Data
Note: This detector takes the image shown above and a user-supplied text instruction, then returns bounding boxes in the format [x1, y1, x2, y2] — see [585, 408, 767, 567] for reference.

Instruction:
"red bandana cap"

...

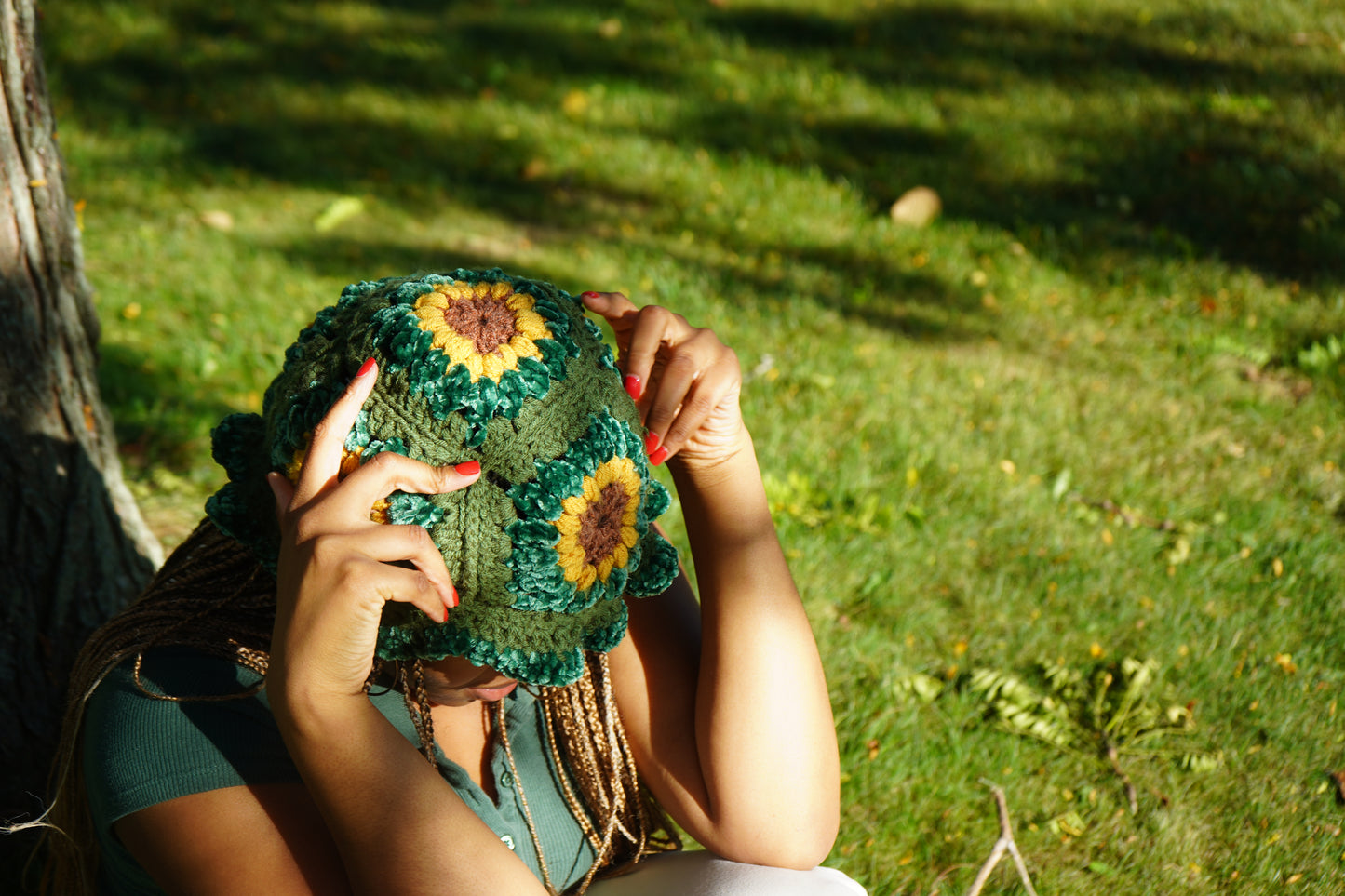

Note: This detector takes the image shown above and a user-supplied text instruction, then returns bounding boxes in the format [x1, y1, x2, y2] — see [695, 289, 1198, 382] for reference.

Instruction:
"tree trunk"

Written request
Find every line in the items that contains the word "takes" and copy each of those lines in full.

Final result
Note: This detector takes the image shown above and a user-supplied text instruction, then returns bounding boxes in the format [x1, y1, x2, y2] — see [585, 408, 767, 567] for reference.
Note: This detector takes the image shown above and a user-supplied text instruction, then returns bounding boxes in the format [x1, y1, x2, y2] — see [695, 289, 1198, 382] for reference.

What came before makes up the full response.